Requirement → List each line of the listing below that contains the word "coniferous", copying every such line in full.

[Pointing records]
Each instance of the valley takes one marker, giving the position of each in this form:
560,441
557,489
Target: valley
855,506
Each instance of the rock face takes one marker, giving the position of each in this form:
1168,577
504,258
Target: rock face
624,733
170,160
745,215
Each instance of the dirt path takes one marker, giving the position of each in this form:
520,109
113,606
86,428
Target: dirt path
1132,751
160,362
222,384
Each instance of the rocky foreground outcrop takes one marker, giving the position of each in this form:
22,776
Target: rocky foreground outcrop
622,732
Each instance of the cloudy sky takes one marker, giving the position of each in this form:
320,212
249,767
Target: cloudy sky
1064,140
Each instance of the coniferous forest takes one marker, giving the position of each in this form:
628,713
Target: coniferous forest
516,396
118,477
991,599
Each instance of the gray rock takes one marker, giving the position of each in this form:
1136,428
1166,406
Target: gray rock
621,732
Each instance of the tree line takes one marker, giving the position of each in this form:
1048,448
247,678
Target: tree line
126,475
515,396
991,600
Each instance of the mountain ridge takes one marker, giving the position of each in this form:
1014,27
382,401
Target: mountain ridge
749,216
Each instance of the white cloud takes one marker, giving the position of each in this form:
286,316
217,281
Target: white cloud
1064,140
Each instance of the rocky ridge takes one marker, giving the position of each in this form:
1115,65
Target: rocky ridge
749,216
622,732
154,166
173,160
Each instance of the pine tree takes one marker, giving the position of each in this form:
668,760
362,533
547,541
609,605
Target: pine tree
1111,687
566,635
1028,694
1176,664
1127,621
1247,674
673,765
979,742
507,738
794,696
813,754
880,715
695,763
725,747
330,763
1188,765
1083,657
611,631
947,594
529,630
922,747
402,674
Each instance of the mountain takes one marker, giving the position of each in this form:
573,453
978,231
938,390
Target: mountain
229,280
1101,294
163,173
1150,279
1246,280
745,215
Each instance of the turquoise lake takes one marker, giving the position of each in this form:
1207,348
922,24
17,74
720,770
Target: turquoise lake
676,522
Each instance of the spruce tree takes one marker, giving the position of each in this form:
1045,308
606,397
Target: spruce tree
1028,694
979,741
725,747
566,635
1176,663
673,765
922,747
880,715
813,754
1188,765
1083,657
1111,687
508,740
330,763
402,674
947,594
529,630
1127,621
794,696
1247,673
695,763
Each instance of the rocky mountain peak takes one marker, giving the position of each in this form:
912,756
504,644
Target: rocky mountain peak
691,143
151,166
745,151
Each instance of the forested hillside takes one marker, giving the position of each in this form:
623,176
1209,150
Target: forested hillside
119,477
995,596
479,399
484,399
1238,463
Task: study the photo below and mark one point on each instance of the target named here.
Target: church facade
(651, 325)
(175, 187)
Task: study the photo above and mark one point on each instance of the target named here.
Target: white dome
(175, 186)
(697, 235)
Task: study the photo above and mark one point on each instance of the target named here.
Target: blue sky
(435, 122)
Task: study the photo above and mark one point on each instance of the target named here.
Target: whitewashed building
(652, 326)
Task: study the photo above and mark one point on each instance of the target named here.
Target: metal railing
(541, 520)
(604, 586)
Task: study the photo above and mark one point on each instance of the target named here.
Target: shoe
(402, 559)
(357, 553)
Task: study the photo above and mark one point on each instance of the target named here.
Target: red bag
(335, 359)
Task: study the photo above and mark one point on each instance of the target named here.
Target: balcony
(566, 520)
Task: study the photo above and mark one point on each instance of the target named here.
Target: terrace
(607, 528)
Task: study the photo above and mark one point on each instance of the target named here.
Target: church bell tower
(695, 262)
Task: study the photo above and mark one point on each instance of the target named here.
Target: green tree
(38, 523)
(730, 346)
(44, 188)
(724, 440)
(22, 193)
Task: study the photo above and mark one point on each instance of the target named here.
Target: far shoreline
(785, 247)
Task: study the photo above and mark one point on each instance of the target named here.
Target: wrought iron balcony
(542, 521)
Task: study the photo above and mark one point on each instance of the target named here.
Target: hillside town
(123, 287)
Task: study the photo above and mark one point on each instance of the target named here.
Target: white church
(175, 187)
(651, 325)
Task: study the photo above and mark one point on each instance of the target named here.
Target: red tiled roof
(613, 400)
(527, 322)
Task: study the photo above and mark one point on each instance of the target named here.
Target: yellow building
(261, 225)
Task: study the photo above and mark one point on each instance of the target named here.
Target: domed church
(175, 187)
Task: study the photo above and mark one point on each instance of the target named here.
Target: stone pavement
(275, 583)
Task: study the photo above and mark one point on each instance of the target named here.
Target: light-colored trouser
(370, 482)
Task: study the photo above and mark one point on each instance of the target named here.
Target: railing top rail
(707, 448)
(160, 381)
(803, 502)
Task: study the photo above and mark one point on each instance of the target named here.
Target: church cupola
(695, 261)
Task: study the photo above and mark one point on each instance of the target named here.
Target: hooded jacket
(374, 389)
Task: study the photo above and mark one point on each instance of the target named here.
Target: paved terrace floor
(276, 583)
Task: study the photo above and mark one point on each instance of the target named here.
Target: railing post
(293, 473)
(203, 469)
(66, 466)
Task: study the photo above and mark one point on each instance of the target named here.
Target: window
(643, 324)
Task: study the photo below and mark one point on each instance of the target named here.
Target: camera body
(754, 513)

...

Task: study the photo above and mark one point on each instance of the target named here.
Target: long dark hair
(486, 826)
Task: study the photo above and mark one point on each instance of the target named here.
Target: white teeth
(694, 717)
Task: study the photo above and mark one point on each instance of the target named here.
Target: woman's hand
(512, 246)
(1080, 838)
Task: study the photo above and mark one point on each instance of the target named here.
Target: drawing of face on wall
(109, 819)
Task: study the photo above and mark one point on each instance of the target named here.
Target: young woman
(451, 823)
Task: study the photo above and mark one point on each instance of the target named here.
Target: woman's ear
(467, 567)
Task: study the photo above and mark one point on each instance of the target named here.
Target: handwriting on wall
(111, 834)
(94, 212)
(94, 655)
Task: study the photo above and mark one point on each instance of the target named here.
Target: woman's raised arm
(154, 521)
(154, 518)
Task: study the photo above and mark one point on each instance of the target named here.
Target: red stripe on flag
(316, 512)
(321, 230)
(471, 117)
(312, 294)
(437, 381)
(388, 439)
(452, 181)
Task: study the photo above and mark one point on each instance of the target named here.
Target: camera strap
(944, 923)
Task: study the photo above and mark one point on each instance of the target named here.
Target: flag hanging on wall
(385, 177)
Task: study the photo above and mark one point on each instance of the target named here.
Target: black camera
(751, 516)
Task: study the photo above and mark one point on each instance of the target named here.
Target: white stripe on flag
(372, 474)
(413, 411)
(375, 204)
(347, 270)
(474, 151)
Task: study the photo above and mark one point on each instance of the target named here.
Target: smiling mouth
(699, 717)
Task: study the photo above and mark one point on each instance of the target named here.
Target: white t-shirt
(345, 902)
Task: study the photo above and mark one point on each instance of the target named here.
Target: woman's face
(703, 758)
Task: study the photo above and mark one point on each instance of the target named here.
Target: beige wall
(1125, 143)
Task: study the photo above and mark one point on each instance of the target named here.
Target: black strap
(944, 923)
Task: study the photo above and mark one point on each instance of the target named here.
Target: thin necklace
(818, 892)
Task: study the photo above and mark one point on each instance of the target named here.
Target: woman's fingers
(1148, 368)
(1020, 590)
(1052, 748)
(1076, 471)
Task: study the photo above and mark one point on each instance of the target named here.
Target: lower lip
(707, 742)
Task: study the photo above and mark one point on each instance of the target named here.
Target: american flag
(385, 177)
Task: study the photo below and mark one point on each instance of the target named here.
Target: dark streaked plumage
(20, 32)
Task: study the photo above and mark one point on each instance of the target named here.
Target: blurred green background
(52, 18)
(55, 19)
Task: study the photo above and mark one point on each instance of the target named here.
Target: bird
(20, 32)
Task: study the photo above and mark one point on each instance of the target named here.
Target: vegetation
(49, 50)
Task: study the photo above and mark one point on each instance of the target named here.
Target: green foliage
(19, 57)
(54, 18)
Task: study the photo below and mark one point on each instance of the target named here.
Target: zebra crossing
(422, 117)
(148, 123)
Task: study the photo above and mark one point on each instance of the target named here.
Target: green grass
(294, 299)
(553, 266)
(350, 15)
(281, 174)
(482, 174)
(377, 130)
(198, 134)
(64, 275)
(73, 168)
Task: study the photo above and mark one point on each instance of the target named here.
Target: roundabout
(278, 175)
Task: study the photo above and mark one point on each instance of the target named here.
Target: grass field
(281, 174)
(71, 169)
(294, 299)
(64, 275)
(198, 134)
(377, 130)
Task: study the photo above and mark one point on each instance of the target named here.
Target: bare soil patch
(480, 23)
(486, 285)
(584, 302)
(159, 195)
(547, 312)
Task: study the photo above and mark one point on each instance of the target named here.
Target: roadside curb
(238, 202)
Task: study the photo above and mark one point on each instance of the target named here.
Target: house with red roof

---

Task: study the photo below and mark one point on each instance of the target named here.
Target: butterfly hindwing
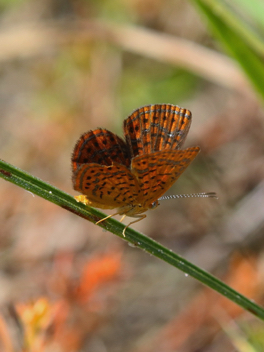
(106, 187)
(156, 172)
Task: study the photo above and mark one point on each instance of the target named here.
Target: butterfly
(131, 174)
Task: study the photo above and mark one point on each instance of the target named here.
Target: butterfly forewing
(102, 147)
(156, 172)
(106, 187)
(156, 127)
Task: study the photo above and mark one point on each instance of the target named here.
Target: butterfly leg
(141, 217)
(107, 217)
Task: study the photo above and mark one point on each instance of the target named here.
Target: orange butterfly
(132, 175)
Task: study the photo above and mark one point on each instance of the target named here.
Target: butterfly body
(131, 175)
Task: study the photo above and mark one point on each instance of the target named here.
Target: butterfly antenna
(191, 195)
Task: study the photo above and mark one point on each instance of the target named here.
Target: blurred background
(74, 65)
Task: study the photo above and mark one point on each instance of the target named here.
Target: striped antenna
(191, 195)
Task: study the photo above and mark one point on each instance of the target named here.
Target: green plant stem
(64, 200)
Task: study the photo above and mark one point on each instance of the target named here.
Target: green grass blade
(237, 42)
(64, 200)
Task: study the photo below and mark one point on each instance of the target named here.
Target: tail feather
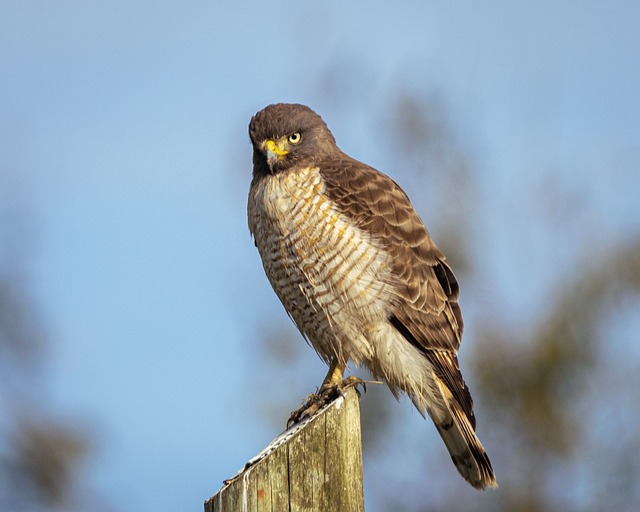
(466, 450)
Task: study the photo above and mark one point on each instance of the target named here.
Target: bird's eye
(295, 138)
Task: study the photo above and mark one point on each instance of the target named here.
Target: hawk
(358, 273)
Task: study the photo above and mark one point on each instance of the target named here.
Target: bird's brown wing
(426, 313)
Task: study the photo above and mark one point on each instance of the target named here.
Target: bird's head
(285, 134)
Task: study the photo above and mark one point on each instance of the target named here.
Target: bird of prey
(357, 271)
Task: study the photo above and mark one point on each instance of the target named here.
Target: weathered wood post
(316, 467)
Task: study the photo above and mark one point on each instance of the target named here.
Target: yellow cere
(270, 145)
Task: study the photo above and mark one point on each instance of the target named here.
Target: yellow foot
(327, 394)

Solved problem →
Each instance of the coniferous forest takes one marker, giving the position of each in this form:
Target: coniferous forest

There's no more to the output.